• [Aim of the exercise]: Find the line with "# pick out the flat" in the data below, then restate it and all remaining lines exactly, adding nothing.

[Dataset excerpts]
⁂
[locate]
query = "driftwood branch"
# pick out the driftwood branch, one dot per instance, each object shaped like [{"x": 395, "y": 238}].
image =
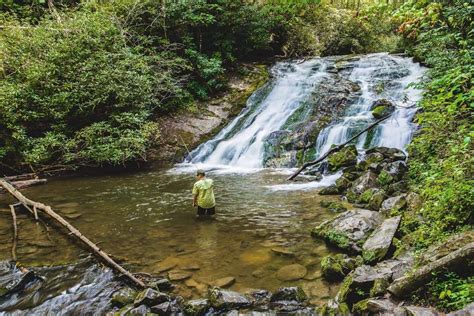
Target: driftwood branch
[
  {"x": 73, "y": 231},
  {"x": 407, "y": 284},
  {"x": 15, "y": 232},
  {"x": 335, "y": 149}
]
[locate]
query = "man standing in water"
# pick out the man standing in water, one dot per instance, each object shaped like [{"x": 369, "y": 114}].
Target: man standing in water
[{"x": 203, "y": 195}]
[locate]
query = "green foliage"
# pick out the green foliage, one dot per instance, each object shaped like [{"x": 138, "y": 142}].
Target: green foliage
[
  {"x": 440, "y": 33},
  {"x": 76, "y": 92},
  {"x": 447, "y": 291}
]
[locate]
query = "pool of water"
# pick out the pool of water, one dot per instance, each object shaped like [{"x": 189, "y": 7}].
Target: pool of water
[{"x": 146, "y": 221}]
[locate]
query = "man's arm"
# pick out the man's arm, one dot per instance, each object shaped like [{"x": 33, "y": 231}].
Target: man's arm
[{"x": 194, "y": 200}]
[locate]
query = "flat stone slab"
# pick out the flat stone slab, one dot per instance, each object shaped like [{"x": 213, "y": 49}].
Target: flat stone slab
⁂
• [Response to this task]:
# pick out the flat stone slab, one dot per instance, each object shaped like [{"x": 213, "y": 49}].
Target: flat stone slab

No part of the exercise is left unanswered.